Required action
In the listing below, identify each line with the word "green" and return those lines.

── Entries supplied ──

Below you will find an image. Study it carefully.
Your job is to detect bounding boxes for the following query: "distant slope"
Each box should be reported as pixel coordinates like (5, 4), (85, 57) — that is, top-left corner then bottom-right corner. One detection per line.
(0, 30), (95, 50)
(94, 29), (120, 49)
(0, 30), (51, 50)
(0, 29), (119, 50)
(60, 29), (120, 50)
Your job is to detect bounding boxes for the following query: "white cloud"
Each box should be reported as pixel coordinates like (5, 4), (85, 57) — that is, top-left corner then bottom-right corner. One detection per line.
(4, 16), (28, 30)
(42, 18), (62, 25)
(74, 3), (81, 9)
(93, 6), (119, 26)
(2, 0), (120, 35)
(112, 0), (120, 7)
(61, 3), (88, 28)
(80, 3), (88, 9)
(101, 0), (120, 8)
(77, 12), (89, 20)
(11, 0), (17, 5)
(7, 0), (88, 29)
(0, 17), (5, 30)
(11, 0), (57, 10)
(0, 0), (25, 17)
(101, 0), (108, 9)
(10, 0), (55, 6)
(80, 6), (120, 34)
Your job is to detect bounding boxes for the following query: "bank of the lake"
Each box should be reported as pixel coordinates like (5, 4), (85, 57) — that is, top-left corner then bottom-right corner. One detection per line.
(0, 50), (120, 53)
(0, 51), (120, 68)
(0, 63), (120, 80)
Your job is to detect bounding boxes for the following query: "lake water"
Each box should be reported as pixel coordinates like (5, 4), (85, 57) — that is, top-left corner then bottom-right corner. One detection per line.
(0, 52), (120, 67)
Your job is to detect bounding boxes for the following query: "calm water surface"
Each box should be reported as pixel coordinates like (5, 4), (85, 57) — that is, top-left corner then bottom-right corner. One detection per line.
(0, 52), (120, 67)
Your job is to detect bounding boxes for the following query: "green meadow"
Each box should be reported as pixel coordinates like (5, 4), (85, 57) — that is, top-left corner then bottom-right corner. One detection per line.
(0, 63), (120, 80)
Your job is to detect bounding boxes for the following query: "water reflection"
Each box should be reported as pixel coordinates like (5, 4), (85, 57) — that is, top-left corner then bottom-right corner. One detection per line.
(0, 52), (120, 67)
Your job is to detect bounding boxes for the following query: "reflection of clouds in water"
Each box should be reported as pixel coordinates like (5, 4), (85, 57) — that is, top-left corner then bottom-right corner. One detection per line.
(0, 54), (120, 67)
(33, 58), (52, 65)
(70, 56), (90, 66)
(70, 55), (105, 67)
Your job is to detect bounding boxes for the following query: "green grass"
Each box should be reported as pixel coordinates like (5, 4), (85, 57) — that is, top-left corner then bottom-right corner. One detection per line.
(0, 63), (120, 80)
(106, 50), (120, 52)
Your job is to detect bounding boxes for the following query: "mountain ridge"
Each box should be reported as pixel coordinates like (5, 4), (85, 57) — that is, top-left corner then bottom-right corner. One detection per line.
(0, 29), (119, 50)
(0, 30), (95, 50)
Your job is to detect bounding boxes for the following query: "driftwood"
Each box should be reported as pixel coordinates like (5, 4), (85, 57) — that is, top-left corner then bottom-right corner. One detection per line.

───
── Entries supplied ──

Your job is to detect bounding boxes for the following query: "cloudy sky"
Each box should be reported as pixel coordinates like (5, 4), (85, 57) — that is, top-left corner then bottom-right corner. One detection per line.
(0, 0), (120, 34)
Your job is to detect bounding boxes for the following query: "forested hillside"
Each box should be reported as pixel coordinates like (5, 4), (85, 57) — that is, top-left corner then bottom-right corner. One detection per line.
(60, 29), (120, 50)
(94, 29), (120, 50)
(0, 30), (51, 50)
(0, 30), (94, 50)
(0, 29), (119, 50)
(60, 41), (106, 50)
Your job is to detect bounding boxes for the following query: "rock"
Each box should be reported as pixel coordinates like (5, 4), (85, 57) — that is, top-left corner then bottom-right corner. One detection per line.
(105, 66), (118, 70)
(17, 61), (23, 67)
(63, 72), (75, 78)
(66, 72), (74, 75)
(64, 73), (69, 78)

───

Written response
Your job is to detect bounding boxes for the following query: "green meadow"
Your job is to detect bounding boxes for the following query: "green grass"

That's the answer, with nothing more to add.